Information supplied>
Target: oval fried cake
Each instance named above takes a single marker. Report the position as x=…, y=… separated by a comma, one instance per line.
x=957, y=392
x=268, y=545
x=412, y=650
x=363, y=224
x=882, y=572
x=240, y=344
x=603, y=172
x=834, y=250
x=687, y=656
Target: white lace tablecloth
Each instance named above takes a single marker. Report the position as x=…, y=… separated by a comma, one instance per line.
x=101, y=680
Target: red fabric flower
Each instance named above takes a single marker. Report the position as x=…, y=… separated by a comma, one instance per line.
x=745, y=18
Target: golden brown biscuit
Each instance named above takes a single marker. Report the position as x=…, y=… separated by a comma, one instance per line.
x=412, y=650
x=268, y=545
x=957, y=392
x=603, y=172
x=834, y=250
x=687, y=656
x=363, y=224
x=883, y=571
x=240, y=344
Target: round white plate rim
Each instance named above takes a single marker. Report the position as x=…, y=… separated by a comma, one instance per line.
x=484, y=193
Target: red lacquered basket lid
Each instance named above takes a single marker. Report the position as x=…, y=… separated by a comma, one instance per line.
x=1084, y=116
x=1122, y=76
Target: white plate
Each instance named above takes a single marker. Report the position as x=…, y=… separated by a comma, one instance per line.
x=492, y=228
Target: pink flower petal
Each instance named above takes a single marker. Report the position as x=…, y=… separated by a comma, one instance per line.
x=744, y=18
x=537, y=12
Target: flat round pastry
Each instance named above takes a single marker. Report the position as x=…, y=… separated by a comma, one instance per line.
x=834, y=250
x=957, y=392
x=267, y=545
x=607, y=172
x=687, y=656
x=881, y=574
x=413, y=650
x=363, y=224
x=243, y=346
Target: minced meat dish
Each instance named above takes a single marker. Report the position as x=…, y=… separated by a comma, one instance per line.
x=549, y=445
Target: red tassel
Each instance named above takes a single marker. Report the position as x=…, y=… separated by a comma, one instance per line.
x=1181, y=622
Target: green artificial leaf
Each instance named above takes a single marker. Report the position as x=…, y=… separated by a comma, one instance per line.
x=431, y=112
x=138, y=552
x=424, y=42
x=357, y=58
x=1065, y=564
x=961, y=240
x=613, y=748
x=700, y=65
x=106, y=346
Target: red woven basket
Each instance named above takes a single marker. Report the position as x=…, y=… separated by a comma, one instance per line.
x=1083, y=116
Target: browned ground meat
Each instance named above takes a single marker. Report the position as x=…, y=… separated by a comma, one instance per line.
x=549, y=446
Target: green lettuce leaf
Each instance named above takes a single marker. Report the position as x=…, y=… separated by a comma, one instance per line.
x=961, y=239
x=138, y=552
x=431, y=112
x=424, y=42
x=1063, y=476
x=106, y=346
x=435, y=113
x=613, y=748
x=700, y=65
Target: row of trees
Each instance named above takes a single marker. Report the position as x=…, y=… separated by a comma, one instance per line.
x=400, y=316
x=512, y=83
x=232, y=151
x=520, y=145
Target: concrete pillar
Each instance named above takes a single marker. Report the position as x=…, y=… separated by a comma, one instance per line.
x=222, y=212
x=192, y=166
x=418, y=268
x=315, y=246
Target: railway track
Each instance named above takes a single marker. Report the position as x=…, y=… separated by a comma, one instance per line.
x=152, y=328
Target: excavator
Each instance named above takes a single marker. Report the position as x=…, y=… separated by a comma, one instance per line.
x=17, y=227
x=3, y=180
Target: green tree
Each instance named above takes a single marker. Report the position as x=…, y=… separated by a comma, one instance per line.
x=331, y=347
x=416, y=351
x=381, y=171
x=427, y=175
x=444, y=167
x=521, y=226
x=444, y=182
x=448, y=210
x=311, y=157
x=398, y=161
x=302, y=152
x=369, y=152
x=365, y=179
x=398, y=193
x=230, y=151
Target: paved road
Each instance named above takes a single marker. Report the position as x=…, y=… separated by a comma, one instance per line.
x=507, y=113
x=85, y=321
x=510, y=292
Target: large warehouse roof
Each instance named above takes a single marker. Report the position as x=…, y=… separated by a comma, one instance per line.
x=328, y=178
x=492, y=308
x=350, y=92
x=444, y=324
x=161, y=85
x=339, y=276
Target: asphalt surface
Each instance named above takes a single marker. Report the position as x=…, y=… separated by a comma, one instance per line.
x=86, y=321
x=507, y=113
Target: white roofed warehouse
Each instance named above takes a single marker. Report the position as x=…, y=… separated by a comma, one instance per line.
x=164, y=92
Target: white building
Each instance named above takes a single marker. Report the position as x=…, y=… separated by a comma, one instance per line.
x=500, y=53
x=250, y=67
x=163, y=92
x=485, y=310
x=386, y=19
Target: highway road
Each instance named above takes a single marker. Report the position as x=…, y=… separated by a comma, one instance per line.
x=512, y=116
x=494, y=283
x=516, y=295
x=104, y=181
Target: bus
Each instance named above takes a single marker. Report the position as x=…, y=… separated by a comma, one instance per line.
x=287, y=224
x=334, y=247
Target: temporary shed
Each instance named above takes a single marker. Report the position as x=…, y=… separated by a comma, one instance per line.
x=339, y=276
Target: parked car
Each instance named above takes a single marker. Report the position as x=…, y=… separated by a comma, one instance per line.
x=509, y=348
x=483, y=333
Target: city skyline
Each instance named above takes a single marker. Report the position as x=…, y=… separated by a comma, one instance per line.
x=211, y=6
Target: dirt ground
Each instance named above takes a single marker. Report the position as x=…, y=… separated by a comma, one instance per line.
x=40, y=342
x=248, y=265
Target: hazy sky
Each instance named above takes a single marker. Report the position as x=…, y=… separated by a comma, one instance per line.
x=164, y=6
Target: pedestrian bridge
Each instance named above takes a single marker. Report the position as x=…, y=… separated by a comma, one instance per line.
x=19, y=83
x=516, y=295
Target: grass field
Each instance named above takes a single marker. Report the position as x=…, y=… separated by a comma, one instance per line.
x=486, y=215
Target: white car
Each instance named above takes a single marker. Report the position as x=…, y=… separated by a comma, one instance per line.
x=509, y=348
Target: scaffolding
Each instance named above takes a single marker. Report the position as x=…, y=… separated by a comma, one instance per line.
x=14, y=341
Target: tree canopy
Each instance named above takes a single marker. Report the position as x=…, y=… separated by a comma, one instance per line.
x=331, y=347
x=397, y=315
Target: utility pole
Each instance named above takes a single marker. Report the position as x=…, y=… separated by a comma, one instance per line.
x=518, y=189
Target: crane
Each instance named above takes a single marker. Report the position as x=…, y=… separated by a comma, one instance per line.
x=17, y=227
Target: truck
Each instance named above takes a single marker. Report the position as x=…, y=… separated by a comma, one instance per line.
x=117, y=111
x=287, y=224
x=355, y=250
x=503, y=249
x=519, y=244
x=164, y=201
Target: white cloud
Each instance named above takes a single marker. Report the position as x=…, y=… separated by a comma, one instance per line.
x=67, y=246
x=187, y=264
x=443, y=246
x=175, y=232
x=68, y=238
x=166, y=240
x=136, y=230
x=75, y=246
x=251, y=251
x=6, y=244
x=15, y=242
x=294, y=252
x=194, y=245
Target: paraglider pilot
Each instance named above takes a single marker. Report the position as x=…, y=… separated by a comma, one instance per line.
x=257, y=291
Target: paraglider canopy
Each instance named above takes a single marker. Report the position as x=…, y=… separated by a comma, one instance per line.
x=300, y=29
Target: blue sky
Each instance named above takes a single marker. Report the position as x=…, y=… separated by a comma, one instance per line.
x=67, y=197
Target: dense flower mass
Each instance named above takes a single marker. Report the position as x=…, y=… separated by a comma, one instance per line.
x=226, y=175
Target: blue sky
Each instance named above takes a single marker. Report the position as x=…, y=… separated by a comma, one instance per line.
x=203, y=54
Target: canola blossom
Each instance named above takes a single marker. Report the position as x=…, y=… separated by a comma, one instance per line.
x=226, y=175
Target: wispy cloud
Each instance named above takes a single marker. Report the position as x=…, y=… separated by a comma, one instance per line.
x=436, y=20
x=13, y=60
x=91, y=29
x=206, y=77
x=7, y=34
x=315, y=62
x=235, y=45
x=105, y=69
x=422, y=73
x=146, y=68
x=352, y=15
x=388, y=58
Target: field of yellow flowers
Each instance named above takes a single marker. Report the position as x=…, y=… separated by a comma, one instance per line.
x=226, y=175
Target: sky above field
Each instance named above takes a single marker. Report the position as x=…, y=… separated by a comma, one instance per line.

Task goal> Render everything from the line containing "Target: white plate" down to the line containing "x=537, y=12" as a two-column CSV with the headers item and answer, one row per item. Put each field in double quotes and replace any line breaks with spaces.

Complete output>
item,answer
"Target: white plate Each instance named above takes a single marker. Report the position as x=…, y=… separated by a comma, one instance per line.","x=492, y=228"
"Target: pink flower petal Each instance named above takes a single marker. Report the position as x=…, y=… separated by a comma, one instance per line.","x=744, y=18 x=537, y=12"